## TASK INPUTS
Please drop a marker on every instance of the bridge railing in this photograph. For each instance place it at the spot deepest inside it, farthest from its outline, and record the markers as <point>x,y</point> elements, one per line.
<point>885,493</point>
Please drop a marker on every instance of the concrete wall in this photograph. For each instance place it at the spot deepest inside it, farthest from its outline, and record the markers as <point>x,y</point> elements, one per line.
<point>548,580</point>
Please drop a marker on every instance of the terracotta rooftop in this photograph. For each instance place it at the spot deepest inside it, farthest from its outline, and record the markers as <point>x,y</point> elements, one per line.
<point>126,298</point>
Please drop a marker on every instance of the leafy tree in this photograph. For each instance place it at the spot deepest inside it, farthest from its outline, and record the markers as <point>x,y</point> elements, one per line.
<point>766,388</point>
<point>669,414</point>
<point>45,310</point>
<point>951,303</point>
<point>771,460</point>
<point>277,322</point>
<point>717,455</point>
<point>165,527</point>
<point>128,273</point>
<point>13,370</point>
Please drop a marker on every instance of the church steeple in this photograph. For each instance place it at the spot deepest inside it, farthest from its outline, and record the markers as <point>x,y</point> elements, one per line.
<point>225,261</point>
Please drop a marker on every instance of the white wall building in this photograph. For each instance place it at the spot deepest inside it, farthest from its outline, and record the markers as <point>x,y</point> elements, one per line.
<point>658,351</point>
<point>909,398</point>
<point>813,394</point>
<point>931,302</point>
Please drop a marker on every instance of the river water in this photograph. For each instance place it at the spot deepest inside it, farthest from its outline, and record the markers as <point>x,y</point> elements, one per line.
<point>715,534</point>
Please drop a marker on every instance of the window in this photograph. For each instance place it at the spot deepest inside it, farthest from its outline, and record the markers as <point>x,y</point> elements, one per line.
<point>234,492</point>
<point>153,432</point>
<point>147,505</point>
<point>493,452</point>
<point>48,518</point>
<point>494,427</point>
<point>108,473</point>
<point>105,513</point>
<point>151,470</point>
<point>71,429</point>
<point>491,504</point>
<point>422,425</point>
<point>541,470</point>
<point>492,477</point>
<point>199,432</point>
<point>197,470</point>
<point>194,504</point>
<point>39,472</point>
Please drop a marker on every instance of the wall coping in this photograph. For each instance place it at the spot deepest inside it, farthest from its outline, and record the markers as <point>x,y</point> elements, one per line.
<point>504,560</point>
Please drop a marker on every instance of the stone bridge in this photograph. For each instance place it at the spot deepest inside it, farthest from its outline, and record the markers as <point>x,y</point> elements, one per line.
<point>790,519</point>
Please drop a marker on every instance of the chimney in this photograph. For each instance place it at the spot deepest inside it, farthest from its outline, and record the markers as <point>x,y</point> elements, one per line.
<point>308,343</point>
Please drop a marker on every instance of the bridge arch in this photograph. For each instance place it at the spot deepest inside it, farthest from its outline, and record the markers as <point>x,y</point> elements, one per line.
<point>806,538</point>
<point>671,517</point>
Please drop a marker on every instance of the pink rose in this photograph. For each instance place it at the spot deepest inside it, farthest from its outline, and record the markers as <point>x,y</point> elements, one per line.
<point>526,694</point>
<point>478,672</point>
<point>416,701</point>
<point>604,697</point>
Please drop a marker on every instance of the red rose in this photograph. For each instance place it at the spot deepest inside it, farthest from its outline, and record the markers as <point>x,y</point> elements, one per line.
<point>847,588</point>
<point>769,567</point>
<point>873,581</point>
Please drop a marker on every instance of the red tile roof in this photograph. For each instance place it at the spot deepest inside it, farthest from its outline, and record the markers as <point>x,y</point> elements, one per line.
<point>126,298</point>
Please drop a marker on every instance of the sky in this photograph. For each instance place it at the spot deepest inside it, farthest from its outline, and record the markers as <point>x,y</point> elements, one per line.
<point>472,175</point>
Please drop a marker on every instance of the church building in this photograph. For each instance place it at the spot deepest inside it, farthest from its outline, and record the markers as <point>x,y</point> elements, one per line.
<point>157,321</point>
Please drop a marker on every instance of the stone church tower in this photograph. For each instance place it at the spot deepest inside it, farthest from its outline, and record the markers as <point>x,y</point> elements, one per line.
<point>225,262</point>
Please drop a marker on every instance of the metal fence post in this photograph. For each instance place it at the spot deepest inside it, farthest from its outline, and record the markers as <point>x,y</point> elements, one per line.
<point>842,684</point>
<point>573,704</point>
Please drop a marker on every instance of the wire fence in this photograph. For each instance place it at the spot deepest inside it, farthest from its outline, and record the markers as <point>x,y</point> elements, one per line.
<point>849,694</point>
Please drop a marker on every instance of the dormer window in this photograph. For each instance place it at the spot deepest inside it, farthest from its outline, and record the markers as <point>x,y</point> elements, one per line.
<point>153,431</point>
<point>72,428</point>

## TASK
Write out all of the material above verbatim, keeping every line and its original order.

## ANSWER TO THIS PROBLEM
Please drop a marker on every instance of the bridge railing in this photograph. For each instance place it at the spot deepest inside it, farthest from its outline, and record the markers as <point>x,y</point> elements, one per line.
<point>885,493</point>
Please drop a marker on every instance of the concrete wall in this photograph. For each instance place it at the spot deepest inside it, farthest from its outline, and record the markers as <point>x,y</point> elements, one per line.
<point>548,580</point>
Please drop a marker on every instance of the terracotta rooftop in this photograph. For each instance place it at the spot deepest inside it, farthest from its outline, and record the markers as <point>x,y</point> elements, one per line.
<point>126,298</point>
Please drop a marker on every instance of the leafy tree in this photograph. For each instance place it at the spot deepest inside it, farthest from its outline, and record the markers as <point>x,y</point> elements, one per line.
<point>766,388</point>
<point>669,414</point>
<point>45,310</point>
<point>951,303</point>
<point>771,460</point>
<point>277,322</point>
<point>717,455</point>
<point>165,527</point>
<point>128,273</point>
<point>13,370</point>
Please drop a marker on every instance of the church steeple in this photograph. For each instance place it at the spot deepest inside it, farthest from its outline, and record the markers as <point>x,y</point> elements, one per line.
<point>225,261</point>
Please drop a marker on every instance of the white wall building in this photograph. For each instance place it at the spot deepest inside it, farthest from its outline, and record the markers as <point>x,y</point> elements, one per line.
<point>658,351</point>
<point>909,398</point>
<point>813,394</point>
<point>931,302</point>
Please drop a marker on every instance of the river water in this photograph. For each instance place it at the spot deepest inside it, farthest from its outline, and record the markers as <point>x,y</point> elements, one per line.
<point>715,534</point>
Please drop a marker on every instance of the window in this photograph. For each instance place it at the spot deepest inside it, farthest from its outline, and record the markers as <point>x,y</point> elements, one per line.
<point>234,492</point>
<point>153,432</point>
<point>147,505</point>
<point>493,452</point>
<point>48,518</point>
<point>494,427</point>
<point>108,473</point>
<point>105,513</point>
<point>151,470</point>
<point>71,429</point>
<point>491,504</point>
<point>422,425</point>
<point>541,470</point>
<point>492,477</point>
<point>199,432</point>
<point>197,470</point>
<point>194,504</point>
<point>39,472</point>
Please drop a marker on every instance of the wall coping in this photograph. For each instance place it at the spot deepest inside it, farthest from its outline, and record the markers as <point>x,y</point> elements, one per line.
<point>504,560</point>
Please drop a marker on every instance of the stone bridge in this photograph. For each instance place it at the spot deepest inside it, farthest from its outline, and record the markers as <point>x,y</point> elements, one per line.
<point>790,519</point>
Please drop a marker on every instance of the chimney in this photograph. For each instance place it at the spot deepest inside it, farthest from its outline, and record the markers as <point>x,y</point> elements, one per line.
<point>308,343</point>
Please drop a marker on every instance of the bridge arch in this photograph. For each instance place it at the spot deepest inside it, farthest from its outline, and record the markers as <point>x,y</point> elements, one per line.
<point>806,538</point>
<point>671,517</point>
Please drop a marker on every instance of the pink rose in this photograph. For each instance place it at the spot deepest inside it, farthest from its outline, and record the markers as <point>x,y</point> elements, one per line.
<point>526,694</point>
<point>478,672</point>
<point>416,701</point>
<point>604,697</point>
Please drop a marker on every instance of the red rose in this photograph. For each instance place it at the spot deepest inside it, farthest from its outline, and record the markers as <point>x,y</point> elements, one per line.
<point>847,588</point>
<point>769,567</point>
<point>873,581</point>
Please drop a marker on every instance of the red tile roof in this photograph. For each instance place it at the spot deepest inside it, farthest from its outline, and record the markers as <point>x,y</point> elements, one per line.
<point>126,298</point>
Please drop a marker on every instance of the sky in this photograph. For each instance place it at the spot deepest inside it, farthest from its outline, and record the markers as <point>x,y</point> elements, one per line.
<point>472,175</point>
Please drop a marker on every instance of the church building in this photograph. For each instance place it at the spot deepest inside it, farthest from its outline, and record the markers as <point>x,y</point> elements, one per line.
<point>157,321</point>
Please drop a marker on every instance of the stone church tower in this photograph. For each instance place it at the spot deepest inside it, farthest from its outline, and record the markers as <point>x,y</point> elements, one per line.
<point>225,262</point>
Please drop a marker on every instance of the metal fence post in this photograph. For each instance place it at the spot deepest inside it, farthest from its outline, and record the markers as <point>x,y</point> elements, one per line.
<point>842,684</point>
<point>573,704</point>
Please drop a marker on every instance of the wire fence in this photograph. For each instance place it at the spot deepest inside it, farthest from its outline, and record the markers as <point>x,y</point> elements, one per line.
<point>849,694</point>
Please drop a marker on every instance of the dormer window in this photograph. For each instance place it at the spot deepest inside it, farthest from its outline, and record the markers as <point>x,y</point> elements, one per line.
<point>153,431</point>
<point>72,428</point>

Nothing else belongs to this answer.